→ **WHAT YOU SHOULD DO**: Copy out, without any changes, the part of the listing below that starts at the line containing "Task: tag every instance of the diver in" and continues to the end of the listing.

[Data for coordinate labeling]
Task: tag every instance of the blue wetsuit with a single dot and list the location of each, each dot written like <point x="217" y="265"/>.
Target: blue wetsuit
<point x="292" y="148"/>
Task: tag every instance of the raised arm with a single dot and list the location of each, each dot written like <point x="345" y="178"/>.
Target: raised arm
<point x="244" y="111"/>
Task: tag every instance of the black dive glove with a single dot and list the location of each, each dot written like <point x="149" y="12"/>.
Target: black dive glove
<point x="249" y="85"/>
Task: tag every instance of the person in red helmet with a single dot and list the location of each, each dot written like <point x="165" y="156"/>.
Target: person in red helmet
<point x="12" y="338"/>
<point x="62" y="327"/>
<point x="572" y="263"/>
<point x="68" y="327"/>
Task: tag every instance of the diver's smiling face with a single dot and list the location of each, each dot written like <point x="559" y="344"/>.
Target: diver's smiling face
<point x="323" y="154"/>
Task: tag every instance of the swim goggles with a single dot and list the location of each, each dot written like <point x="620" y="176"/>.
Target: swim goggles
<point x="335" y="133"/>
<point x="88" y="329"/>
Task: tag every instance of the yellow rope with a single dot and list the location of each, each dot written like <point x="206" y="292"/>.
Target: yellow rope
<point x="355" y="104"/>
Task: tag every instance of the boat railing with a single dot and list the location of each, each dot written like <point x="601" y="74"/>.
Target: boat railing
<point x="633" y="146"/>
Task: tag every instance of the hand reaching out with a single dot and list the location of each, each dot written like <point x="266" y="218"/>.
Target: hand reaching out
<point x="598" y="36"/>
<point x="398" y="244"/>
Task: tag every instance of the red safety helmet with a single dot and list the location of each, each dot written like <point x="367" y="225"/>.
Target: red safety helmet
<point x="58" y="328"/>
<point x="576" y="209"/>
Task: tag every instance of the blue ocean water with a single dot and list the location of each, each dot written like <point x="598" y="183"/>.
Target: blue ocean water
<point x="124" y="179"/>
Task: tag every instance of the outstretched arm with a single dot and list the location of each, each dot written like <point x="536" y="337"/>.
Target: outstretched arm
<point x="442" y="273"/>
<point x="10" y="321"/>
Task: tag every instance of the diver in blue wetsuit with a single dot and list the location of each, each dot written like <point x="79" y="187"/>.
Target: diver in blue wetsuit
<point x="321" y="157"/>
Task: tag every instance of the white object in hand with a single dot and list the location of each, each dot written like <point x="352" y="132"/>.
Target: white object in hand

→ **SOLUTION**:
Task: tag every instance of the diver in blue wetsuit with a single dot and list the location of each, each dot written like <point x="79" y="187"/>.
Target: diver in blue wetsuit
<point x="321" y="157"/>
Task: tag every instance of the white object in hand with a single dot and list the location of each, each dot written like <point x="352" y="132"/>.
Target: white object in hand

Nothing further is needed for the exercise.